**Written problem**
Reproduce every row below word for word, changing nothing.

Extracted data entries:
====

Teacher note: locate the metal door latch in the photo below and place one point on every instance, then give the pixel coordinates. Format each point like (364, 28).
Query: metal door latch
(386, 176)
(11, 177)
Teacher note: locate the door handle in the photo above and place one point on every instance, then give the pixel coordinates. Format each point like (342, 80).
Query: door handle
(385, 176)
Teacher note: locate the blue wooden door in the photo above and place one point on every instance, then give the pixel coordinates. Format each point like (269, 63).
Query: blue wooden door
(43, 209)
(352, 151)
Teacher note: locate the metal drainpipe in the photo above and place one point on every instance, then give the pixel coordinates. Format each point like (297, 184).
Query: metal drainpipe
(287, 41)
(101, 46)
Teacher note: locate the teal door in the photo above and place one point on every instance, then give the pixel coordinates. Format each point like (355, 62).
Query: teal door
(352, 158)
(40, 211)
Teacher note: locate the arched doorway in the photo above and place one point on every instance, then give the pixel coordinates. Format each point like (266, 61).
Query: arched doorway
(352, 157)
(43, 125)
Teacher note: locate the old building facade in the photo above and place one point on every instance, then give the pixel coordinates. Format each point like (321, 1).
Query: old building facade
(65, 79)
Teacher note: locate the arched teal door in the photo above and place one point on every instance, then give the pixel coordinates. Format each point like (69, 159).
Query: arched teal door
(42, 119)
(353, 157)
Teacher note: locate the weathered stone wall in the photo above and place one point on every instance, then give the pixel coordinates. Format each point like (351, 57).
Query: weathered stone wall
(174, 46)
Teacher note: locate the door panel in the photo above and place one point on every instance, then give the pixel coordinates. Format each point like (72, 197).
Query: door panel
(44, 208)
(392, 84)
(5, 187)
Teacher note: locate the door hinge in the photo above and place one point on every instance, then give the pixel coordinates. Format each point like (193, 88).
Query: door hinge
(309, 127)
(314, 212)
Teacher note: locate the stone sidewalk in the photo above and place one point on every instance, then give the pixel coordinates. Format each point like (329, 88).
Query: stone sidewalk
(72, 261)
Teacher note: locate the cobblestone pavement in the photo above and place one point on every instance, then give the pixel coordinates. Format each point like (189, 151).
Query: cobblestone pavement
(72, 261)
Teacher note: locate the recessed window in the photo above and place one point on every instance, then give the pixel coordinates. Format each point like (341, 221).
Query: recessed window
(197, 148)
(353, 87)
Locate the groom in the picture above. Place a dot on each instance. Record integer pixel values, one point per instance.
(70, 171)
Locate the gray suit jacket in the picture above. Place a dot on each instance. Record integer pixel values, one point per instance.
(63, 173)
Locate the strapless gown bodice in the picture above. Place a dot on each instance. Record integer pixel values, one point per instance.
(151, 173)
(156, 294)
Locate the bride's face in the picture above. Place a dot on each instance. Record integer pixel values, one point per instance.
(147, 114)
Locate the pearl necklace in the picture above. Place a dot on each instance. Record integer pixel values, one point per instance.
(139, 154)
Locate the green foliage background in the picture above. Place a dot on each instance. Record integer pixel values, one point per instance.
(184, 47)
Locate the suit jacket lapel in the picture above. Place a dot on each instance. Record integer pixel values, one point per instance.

====

**Solution to this task**
Teacher note: locate the metal door latch in the photo below and place one point on every instance, then give the pixel coordinates. Format each point like (364, 28).
Query: metal door latch
(386, 176)
(11, 177)
Teacher note: locate the door handle in the photo above and place one point on every instance, then give the pixel coordinates. Format each point like (342, 80).
Query: door handle
(385, 176)
Teacher note: locate the blue wooden door in the photo above and place one point on every instance, then give the pixel coordinates. Format each point like (269, 63).
Query: blue wooden door
(43, 209)
(352, 151)
Teacher note: locate the metal drainpipe in the photo above and place one point on every instance, then give the pixel coordinates. Format each point like (297, 184).
Query: metal drainpipe
(287, 41)
(101, 46)
Teacher note: locate the teal door in the photo above and place one point on every instance, then give the pixel coordinates. Format each point like (355, 62).
Query: teal door
(352, 158)
(40, 211)
Teacher note: locate the arched doorway in the photo above and place one point on every instance, then give the pixel coordinates. Format each point like (266, 61).
Query: arched doorway
(352, 157)
(43, 125)
Teacher note: locate the old building facade in the photo above and place one point on every instance, then give the pixel coordinates. Format each point like (321, 1).
Query: old building facade
(65, 79)
Teacher note: locate the arched teal door in the photo above and place one point on every instance, then give the pixel coordinates. Format each point like (69, 159).
Query: arched teal door
(42, 119)
(353, 157)
Teacher note: locate the weathered stone wall in the photo above and place one point on every instance, then give the pixel coordinates. Format each point like (351, 57).
Query: weathered stone wall
(174, 46)
Teacher note: locate the door panel in the photo above and place one point on every instance, then give the pixel coordinates. Format each point like (72, 197).
Query: door panel
(44, 208)
(392, 84)
(5, 187)
Teacher note: locate the door hinge in the photo above and place one point on every instance, then give the pixel coordinates. Format each point like (193, 88).
Query: door hinge
(309, 127)
(314, 212)
Teacher note: locate the stone sidewalk in the photo above and place one point on every instance, then give the pixel coordinates. Format each point like (329, 88).
Query: stone sidewalk
(72, 261)
Teacher note: locate the cobblestone pavement in the photo above and place one point on every instance, then give the pixel coordinates. Format each point like (189, 151).
Query: cobblestone pavement
(72, 261)
Teacher note: locate the recessed window in the photo above and place one point on every instance, then give the pixel coordinates. Format each point like (341, 221).
Query: recessed window
(197, 148)
(353, 87)
Locate the groom in the picture above. Place a dot on each instance. Record integer pixel values, one point per instance.
(70, 171)
Locate the gray suit jacket in the picture above. Place a dot on each instance. Record integer pixel values, one point per instance.
(63, 173)
Locate the strapless gown bodice in the picture above. Place a dot on each instance. Record integer pixel values, one point per instance.
(151, 173)
(156, 294)
Locate the bride's face in the picture above. Place a dot on each instance. Record integer pixel values, one point per instance.
(147, 114)
Locate the pearl necklace in the picture above. Place a dot on each instance. Record integer pixel values, one point per instance.
(139, 154)
Locate the green foliage background in the picture above. Place a dot on each instance. Record integer pixel values, one point per instance.
(184, 47)
Locate the suit jacket lapel in the picture above. Place a dot on each instance. Record integer pixel values, one point per instance.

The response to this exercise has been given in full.